- _Passage_
More than a month after a record number of out-of-work Floridians flooded the state’s broken unemployment website, Florida has collected more in interest on its largely untapped unemployment fund than any other state. Florida’s unemployment fund earned nearly $25 million in interest in the first three months of this year, according to an accounting record. [Source: WFTS]

Carnival Cruise Lines plans to sail again starting in August

Carnival Cruise Lines said Monday that it plans to gradually resume cruising in North America in August, nearly five months after it halted operations due to the new coronavirus. Sailings will begin on Aug. 1 with eight ships setting off from Galveston, Texas; Miami; and Port Canaveral, Florida. A majority of customers can easily drive to those ports, the company noted. [Source: Tampa Bay Times]

ALSO AROUND FLORIDA:

› Gov. Ron DeSantis orders investigation into broken unemployment system
Gov. Ron DeSantis said he will ask his inspector general to investigate the contract with the company that built Florida’s broken unemployment website seven years ago. DeSantis said he wants his inspector general, an office that was created in 1994 to provide internal oversight of state agencies, to investigate how the state paid $77.9 million on the website and how the contract was amended numerous times.

› Miami-born Cesar Conde named chief of new NBCUniversal news division
Miami native Cesar Conde has been named chief of the newly-formed NBCUniversal News Group, part of a corporate reorganization at NBCUniversal announced Monday. Conde had been chairman of Telemundo and the company’s international business. Conde will now lead an expanded news division that combines all TV and streaming operations, according to reports published by the Los Angeles Times and the Wall Street Journal.

- _Exercise_
Carry the Florida news roundup forward from the point where it stops. These records come from a separate source unrelated to the news roundup.

(Natural-language descriptions of regions)
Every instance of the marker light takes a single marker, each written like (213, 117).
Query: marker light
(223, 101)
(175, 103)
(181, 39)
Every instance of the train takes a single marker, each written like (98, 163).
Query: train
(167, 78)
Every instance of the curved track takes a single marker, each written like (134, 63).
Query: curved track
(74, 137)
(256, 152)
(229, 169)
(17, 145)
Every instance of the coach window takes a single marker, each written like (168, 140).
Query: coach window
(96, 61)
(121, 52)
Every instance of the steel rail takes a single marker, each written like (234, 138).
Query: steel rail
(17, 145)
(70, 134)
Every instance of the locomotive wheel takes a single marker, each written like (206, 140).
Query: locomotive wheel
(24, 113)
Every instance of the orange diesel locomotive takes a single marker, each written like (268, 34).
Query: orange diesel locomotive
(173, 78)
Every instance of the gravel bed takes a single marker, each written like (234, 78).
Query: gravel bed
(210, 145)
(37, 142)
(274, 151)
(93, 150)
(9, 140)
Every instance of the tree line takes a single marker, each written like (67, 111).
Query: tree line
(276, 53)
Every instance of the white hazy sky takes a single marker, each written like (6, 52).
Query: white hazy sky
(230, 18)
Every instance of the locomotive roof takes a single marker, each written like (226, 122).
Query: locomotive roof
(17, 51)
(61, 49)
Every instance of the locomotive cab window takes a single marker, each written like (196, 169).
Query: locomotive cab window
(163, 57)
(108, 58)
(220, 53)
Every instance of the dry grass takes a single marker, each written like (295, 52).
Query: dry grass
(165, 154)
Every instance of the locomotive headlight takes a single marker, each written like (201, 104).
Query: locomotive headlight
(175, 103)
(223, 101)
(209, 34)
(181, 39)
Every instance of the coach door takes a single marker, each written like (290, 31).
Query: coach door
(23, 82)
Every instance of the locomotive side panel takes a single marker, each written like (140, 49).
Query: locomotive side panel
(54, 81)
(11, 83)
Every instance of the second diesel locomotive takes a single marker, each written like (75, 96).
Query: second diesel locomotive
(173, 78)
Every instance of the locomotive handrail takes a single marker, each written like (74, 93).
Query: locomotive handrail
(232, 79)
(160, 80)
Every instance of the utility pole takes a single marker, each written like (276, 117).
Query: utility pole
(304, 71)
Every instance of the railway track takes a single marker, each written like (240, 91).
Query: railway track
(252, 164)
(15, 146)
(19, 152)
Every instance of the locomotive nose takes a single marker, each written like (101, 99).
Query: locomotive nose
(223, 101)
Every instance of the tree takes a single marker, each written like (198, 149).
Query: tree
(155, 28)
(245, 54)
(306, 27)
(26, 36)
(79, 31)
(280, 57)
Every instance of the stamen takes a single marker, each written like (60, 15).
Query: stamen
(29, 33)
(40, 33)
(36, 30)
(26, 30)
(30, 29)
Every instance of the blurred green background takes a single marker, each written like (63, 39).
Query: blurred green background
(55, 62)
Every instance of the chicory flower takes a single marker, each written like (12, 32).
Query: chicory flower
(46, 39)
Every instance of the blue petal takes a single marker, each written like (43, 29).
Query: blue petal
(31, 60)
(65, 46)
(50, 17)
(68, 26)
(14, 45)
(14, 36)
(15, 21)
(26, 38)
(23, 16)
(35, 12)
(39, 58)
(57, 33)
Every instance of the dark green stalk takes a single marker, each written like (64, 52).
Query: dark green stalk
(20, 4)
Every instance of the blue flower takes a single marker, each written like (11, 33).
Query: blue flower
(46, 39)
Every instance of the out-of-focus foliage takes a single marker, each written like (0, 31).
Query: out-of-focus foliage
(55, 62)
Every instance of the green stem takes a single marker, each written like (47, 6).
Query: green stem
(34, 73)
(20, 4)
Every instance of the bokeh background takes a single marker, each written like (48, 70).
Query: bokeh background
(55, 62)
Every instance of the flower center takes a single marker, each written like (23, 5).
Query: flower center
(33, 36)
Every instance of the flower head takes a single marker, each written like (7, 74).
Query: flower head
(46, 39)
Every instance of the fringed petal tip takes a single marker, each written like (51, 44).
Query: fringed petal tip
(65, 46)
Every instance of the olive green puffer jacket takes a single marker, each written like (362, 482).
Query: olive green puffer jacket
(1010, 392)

- _Task answer_
› Sarasota cutting $2.9 million in city spending
The economic impact of the coronavirus outbreak is immense, and the city of Sarasota has not escaped the financial ramifications. Sarasota is facing over an estimated $1.8 million hit to various revenue sources and $770,000 to its parking funds, city documents show. As a result, the city has eliminated part-time employee hours for its parks department and parking enforcement.

› Tampa Downtown Partnership to give $1,000 grants to 50 small businesses
The nonprofit Tampa Downtown Partnership said Monday it will give $1,000 grants totaling $50,000 to pandemic-stricken businesses inside the city’s downtown special services district. “These grants will not have to be repaid," partnership president and chief executive officer Lynda Remund said in announcing the Tampa’s Downtown Reinvestment and Relief Fund, or “Refund," grant program.